▶ DATASET RECORDS:
--------------------

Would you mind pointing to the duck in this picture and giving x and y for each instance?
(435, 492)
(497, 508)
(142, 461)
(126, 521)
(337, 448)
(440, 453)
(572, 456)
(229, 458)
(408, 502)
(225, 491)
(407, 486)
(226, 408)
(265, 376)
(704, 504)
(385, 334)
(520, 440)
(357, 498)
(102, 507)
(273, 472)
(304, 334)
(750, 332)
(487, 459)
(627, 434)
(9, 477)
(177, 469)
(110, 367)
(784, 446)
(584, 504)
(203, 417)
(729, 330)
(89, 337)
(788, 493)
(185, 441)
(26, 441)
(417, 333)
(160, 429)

--------------------

▶ TASK STATEMENT: Copy out every row above word for word, with nothing changed or left out.

▶ RESULT OF THE EXERCISE:
Would you mind pointing to the duck in this picture and giving x and y for each instance?
(435, 492)
(497, 508)
(142, 461)
(126, 521)
(337, 448)
(440, 453)
(572, 456)
(229, 458)
(408, 502)
(225, 491)
(407, 486)
(226, 408)
(265, 376)
(704, 504)
(385, 334)
(520, 440)
(357, 498)
(102, 507)
(273, 472)
(304, 334)
(750, 332)
(487, 459)
(627, 434)
(9, 477)
(177, 469)
(110, 367)
(784, 446)
(584, 504)
(203, 417)
(729, 330)
(89, 337)
(788, 493)
(185, 441)
(26, 441)
(417, 333)
(160, 429)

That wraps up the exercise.